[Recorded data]
####

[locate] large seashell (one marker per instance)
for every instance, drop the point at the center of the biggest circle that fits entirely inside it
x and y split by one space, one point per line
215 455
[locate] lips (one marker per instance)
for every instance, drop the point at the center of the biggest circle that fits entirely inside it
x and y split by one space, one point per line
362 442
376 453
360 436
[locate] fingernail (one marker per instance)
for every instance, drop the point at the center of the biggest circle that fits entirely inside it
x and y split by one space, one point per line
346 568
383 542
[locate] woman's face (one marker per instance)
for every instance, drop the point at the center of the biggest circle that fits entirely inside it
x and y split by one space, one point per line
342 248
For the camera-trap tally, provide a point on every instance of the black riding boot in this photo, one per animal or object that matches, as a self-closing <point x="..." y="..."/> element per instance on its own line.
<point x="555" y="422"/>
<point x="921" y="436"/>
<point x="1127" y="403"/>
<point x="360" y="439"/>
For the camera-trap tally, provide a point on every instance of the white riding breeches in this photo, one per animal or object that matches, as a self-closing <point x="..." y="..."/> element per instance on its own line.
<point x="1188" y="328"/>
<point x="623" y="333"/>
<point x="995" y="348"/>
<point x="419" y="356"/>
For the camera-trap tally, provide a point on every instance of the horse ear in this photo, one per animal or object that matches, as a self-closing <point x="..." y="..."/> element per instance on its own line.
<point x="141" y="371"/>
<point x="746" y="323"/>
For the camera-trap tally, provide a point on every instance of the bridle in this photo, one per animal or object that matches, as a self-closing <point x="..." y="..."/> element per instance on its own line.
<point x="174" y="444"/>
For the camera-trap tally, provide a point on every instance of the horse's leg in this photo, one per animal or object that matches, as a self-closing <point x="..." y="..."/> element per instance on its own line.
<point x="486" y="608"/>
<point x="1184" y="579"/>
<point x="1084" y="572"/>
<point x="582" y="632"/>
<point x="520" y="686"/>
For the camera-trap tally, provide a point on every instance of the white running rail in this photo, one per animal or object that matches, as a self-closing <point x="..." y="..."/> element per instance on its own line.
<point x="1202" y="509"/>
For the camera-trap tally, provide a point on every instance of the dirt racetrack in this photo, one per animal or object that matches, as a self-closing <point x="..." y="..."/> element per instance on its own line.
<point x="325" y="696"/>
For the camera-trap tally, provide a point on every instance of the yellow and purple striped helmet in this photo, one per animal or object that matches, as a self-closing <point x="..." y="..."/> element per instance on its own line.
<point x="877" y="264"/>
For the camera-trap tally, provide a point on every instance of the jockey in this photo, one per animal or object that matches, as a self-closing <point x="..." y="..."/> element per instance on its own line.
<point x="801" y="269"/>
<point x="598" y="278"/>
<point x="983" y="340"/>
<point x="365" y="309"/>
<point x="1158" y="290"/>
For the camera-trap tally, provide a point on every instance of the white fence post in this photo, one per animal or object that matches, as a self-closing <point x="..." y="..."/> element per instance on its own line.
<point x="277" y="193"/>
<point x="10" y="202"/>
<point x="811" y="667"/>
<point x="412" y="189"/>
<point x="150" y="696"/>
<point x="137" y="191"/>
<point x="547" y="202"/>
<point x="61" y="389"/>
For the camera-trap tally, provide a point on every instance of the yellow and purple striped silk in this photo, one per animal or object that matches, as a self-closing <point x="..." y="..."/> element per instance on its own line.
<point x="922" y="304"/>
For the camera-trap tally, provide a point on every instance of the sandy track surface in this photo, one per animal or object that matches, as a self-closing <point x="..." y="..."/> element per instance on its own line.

####

Work instructions:
Retype all of the records above, keeping them identical.

Written reply:
[locate] large seashell (one marker per instance)
for every instance, drop the point at the center of the biggest circle that fits entirely inside it
x and y split by one space, one point per line
215 455
[locate] lips (one marker per instance)
for every instance, drop the point at the center of the biggest circle that fits entirely inside it
x and y split by one space, one point per line
362 442
376 453
360 436
[locate] fingernail (one marker per instance)
for every instance, drop the point at the center of the biggest circle that fits entirely inside it
x and y split by one space, one point per line
346 568
383 542
[locate] woman's face (one marker per instance)
for every instance, drop the point at the center of the biggest circle that fits entirely inside it
x and y split by one space, one point per line
342 248
For the camera-trap tally, provide a point on every instance of the black riding boot in this photo, one per animal or object that matches, as a self-closing <point x="..." y="..."/> element per instance on its own line.
<point x="555" y="422"/>
<point x="921" y="436"/>
<point x="1127" y="403"/>
<point x="360" y="439"/>
For the camera-trap tally, provide a point on every instance of the white riding breeches in this photo, one per animal or object that matches, as a self-closing <point x="..." y="..."/> element per instance on its own line.
<point x="1188" y="328"/>
<point x="623" y="333"/>
<point x="995" y="348"/>
<point x="419" y="356"/>
For the camera-trap tally, provide a point on every instance of the horse ear in this photo, one per animal or object that matches, as a self-closing <point x="..." y="..."/> element per instance on its own line.
<point x="141" y="371"/>
<point x="746" y="323"/>
For the camera-trap tally, provide a point on every instance of the bridle in this photo, one per animal or object that matches, as a self-closing <point x="..." y="..."/> element per instance on its own line.
<point x="174" y="444"/>
For the camera-trap tally, provide a point on every instance of the horse's leg in this photo, one per animal or object that matches, as a self-closing <point x="..." y="..."/> element per instance on its own line.
<point x="486" y="608"/>
<point x="1184" y="579"/>
<point x="1084" y="572"/>
<point x="582" y="632"/>
<point x="520" y="686"/>
For the camera-trap tally, provide a point on every instance of the white running rail in this photo, one per animal or object that matches, as a self-closing <point x="..." y="..."/> element per instance on its own line.
<point x="1202" y="509"/>
For the camera-trap tally, provide a point on every instance of the dirt racetrack in this photo, one per animal or object that matches, as a self-closing <point x="..." y="..."/> element per instance on its own line.
<point x="325" y="696"/>
For the camera-trap tally, provide a point on every instance of the yellow and purple striped helmet in this photo, one per animal or object that matches, as a self-closing <point x="..." y="..."/> element per instance on its own line.
<point x="877" y="264"/>
For the camera-trap tally, provide a point on every instance of the jockey in this photo, one per animal or object that matches, as a self-closing <point x="..." y="..."/> element per instance on its own line.
<point x="801" y="269"/>
<point x="598" y="278"/>
<point x="983" y="340"/>
<point x="365" y="309"/>
<point x="1158" y="290"/>
For the camera-trap tally, provide a point on every instance of the white fence post in this photo, one per animal or object that matches, as a self-closing <point x="..." y="..."/> element per instance on its own line.
<point x="277" y="193"/>
<point x="10" y="202"/>
<point x="811" y="667"/>
<point x="412" y="189"/>
<point x="150" y="696"/>
<point x="137" y="191"/>
<point x="547" y="202"/>
<point x="61" y="389"/>
For the camera-trap tally, provide a point on every instance of the yellow and purple striped silk in this photo, one per animal or object that matches, as a self-closing <point x="..." y="..."/> element per instance on its own line.
<point x="922" y="304"/>
For the camera-trap tally, provide a point on every instance of the sandy track surface in this photo, one per animal or object that matches, as a self-closing <point x="..." y="..."/> element per instance on its own line.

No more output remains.